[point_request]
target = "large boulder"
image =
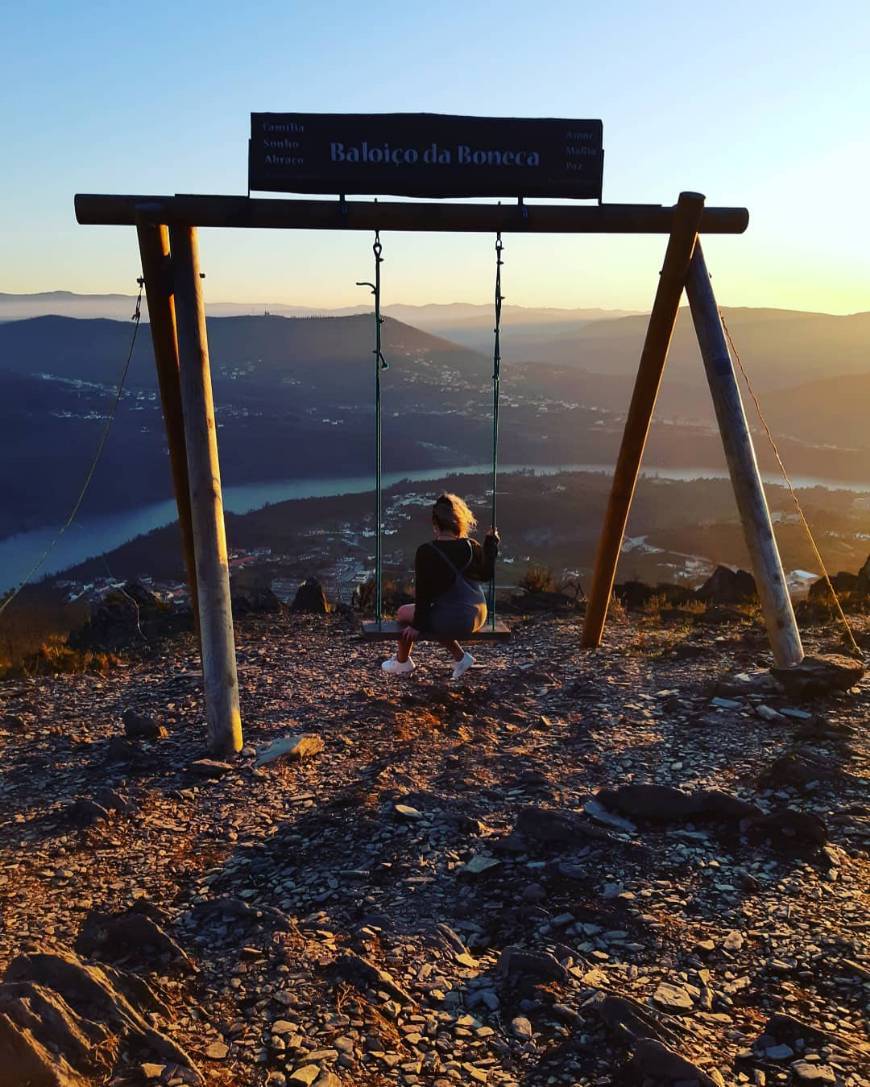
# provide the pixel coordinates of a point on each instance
(311, 598)
(842, 583)
(816, 676)
(663, 803)
(127, 615)
(64, 1023)
(726, 586)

☆ ☆ ☆ ☆ ☆

(TASK ITEM)
In the transcription, every picture is to be excluded and the records above given again exactly.

(RESPONSE FOR THIS EXERCISE)
[point_request]
target = "large boulder"
image =
# provide the pixel coordinates of a point on each instance
(311, 598)
(842, 583)
(816, 676)
(663, 803)
(127, 615)
(64, 1023)
(726, 586)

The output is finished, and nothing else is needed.